* [Problem statement] Recast the material below as a two-column CSV with the headers text and boxes, with one row for each part of the material that asks for something. Put that wording and all of its results in single quoted fields, turn line breaks into spaces, and omit the pictures.

* [Input records]
*-*-*

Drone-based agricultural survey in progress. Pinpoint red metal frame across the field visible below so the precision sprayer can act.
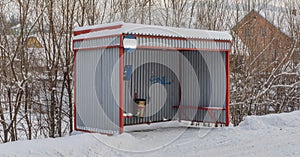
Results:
[73,49,78,131]
[73,24,232,134]
[73,34,120,42]
[225,42,232,126]
[74,24,122,36]
[74,45,120,51]
[137,46,228,52]
[119,34,124,133]
[134,34,230,42]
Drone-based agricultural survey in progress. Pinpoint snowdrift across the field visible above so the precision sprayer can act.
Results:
[0,111,300,157]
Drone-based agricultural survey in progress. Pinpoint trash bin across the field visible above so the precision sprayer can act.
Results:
[134,99,146,117]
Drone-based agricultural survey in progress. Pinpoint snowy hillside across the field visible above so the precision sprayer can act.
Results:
[0,111,300,157]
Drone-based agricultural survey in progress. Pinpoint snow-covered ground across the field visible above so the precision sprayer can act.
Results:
[0,111,300,157]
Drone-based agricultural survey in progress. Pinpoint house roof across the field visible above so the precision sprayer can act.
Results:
[74,22,232,40]
[232,10,290,38]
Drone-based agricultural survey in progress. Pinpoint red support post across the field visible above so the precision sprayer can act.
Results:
[225,42,232,126]
[119,35,124,134]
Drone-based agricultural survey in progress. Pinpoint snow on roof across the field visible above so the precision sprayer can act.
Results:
[74,22,232,40]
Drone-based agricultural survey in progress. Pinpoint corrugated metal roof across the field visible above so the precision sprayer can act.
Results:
[74,22,232,40]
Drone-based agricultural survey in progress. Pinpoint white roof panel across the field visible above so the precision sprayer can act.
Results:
[74,22,232,40]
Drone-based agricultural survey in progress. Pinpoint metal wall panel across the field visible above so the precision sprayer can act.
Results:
[76,48,120,134]
[124,49,180,125]
[180,51,226,123]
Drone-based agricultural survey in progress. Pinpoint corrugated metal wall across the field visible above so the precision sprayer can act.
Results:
[124,49,226,125]
[76,48,120,134]
[124,49,179,125]
[180,51,226,123]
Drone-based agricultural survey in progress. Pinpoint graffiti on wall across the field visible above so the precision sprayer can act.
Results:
[149,76,172,85]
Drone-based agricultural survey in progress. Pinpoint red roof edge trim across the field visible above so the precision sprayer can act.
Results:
[74,24,122,36]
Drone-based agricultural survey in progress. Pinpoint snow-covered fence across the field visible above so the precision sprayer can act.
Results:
[230,103,300,126]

*-*-*

* [Result]
text,boxes
"Drone-based agricultural survey in progress. Pinpoint red metal frame across the field visible below so the precision sprayer can act. Results:","[73,49,78,131] [73,24,232,134] [73,34,120,42] [225,42,232,126] [74,24,122,36] [74,45,120,51] [137,46,228,52] [119,34,124,133] [134,34,230,42]"
"Drone-based agricultural survey in progress. Pinpoint snowdrift across the field visible above so the precision sprayer can act. Results:","[0,111,300,157]"
"Drone-based agricultural survey in progress. Pinpoint trash bin across the field visible above so the precision sprayer can act. Results:","[134,99,146,117]"
"Drone-based agricultural survey in progress. Pinpoint snowy hillside across the field visible above so the precision sprayer can act. Results:","[0,111,300,157]"
"Drone-based agricultural survey in progress. Pinpoint snow-covered ground across the field visible above so the precision sprayer can act. Results:","[0,111,300,157]"
"Drone-based agricultural survey in progress. Pinpoint house roof across the field visible above so the precision sprayer can act. Results:","[74,22,232,40] [232,10,290,38]"
"Drone-based agricultural survey in progress. Pinpoint red support post across the field visible above so the precision sprayer can act. Results:","[225,42,232,126] [119,35,124,134]"
"Drone-based agricultural survey in progress. Pinpoint snow on roof across the field visible above so the precision sprayer can act. Results:","[74,22,232,40]"
"Drone-based agricultural survey in progress. Pinpoint corrugated metal roof across the field visible above so the precision sprayer can act. Results:","[74,22,232,40]"
"Drone-based agricultural survey in progress. Pinpoint white roof panel across the field visible above so the precision sprayer can act. Results:","[74,22,232,40]"
"Drone-based agricultural survey in progress. Pinpoint metal wall panel across the field visible above so the precision sprayer can act. Results:","[76,48,120,134] [124,49,180,125] [180,51,226,123]"
"Drone-based agricultural survey in progress. Pinpoint corrugated metal wall across the field visible above so the precision sprayer can act. Results:","[124,49,226,125] [76,48,120,134] [124,49,179,125] [180,51,226,123]"
"Drone-based agricultural survey in progress. Pinpoint graffiti on wall across the field visible above so the precision sprayer can act. Results:","[149,76,172,85]"
"Drone-based agricultural survey in progress. Pinpoint red roof edge trim across the field visible above so the precision sprayer can act. Results:","[74,24,122,36]"
"Drone-based agricultural survey in progress. Pinpoint snow-covered fence across the field visible above so the precision sprayer can act. Results:","[230,103,300,126]"